→ **Exercice court 1**
Traduisez en anglais la phrase suivante du texte sur le syndicalisme : « Cette alliance est ouverte à tout groupe qui veut la rejoindre. »
→ **Exercice court 2**
Recopiez fidèlement le passage du texte sur le syndicalisme compris entre « La combinaison entre » et « constitution en 2005. », ces deux bornes incluses.

Le syndicalisme en question
Rédigé le 23/01/2007 à 13:49
Il y avait beaucoup de monde au séminaire sur le thème « Labour and Globalisation » à l’initiative de la CGIL, la grande centrale italienne. Pour l’essentiel des syndicalistes venus d’Europe et d’Amérique latine, mais aussi quelques participants originaires d’Afrique du Sud, des Etats-Unis, d’Inde et du Japon. Les questions posées étaient simples : pourquoi les syndicats ont-ils tant de mal à résister à la précarisation de l’emploi et à gagner de nouveaux droits pour les travailleurs ; quelles sont les mutations nécessaires ?
Les analyses sont convergentes : la mondialisation est aussi une transformation profonde du capitalisme, avec la généralisation de la sous-traitance, de la précarisation et flexibilité de l’emploi qui rend difficile les luttes syndicales traditionnelles. Un premier niveau de réponse est aussi partagé : seule une alliance forte entre les différents secteurs de la population victimes de ces processus permettra de dépasser les difficultés actuelles.
C’est sur les moyens de mettre en œuvre cette politique d’alliance que les problèmes commencent. Une féministe et syndicaliste d’Afrique du Sud explique toutes les difficultés qu’elle a à convaincre ses camarades, à prendre en compte les femmes, reléguées le plus souvent dans des emplois précaires et donc non syndiqués. Un militant brésilien de la CUT estime que le regroupement mondial des syndicats qui vient de s’opérer risque de n’être qu’une opération bureaucratique qui ne répondra pas aux défis au syndicalisme.
Un responsable de l’ORIT, qui regroupe tous les syndicats des Amériques, du Canada à l’Argentine, explique comment le projet d’accord de libre échange des Amériques à été mis en échec. Dès 1994, l’ensemble des Etats des Amériques - à l’exception de Cuba - initient, sous la pression des Etats-Unis, le processus de mise en place de l’accord de libre échange. En 1997, une « Alliance Continentale » est créée avec l’ORIT, l’essentiel des mouvements paysans et indigènes, les mouvements de femmes, etc... Cette alliance est ouverte à tout groupe qui veut la rejoindre. Les différences de points de vue ont rendu ses débuts difficiles, mais l’alliance continentale s’est solidifiée grâce à une longue phase de discussion qui a permis de rédiger une plate-forme « Alternatives pour les Amériques » et surtout des mobilisations communes comme celle de Québec, en avril 2001, lors d’une rencontre des chefs d’Etats.
La combinaison entre la mobilisation, sous l’égide de l’Alliance, ainsi que les basculements politiques en Amérique du Sud (Brésil, Venezuela, Bolivie…) ont permis de faire échouer en 2005 le projet d’accord de libre échange. Une nouvelle étape s’ouvre aujourd’hui pour définir ce que serait une coopération internationale solidaire en Amérique Latine. Une « Rencontre des Peuples » s’est tenue à Cochabamba, en Bolivie, en décembre 2006 pour jeter les bases de ce projet. Un exemple utile à connaître pour réfléchir aux alternatives à construire, en Europe, après le rejet du projet de constitution en 2005.

→ **Segment de données**
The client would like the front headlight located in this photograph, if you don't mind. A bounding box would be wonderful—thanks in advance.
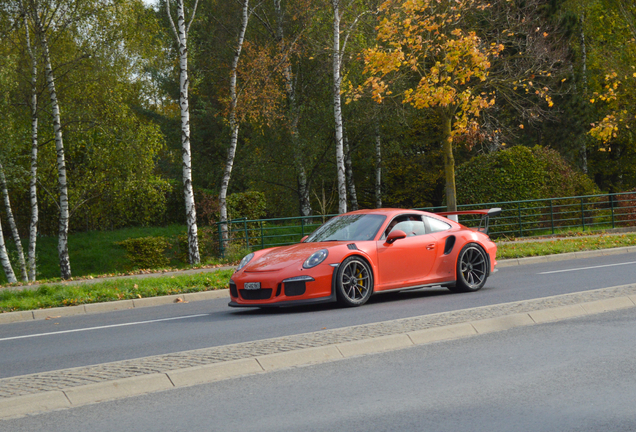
[236,252,254,271]
[303,249,329,269]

→ **Réponse finale 1**
This alliance is open to any group that wishes to join it.

→ **Réponse finale 2**
La combinaison entre la mobilisation, sous l’égide de l’Alliance, ainsi que les basculements politiques en Amérique du Sud (Brésil, Venezuela, Bolivie…) ont permis de faire échouer en 2005 le projet d’accord de libre échange. Une nouvelle étape s’ouvre aujourd’hui pour définir ce que serait une coopération internationale solidaire en Amérique Latine. Une « Rencontre des Peuples » s’est tenue à Cochabamba, en Bolivie, en décembre 2006 pour jeter les bases de ce projet. Un exemple utile à connaître pour réfléchir aux alternatives à construire, en Europe, après le rejet du projet de constitution en 2005.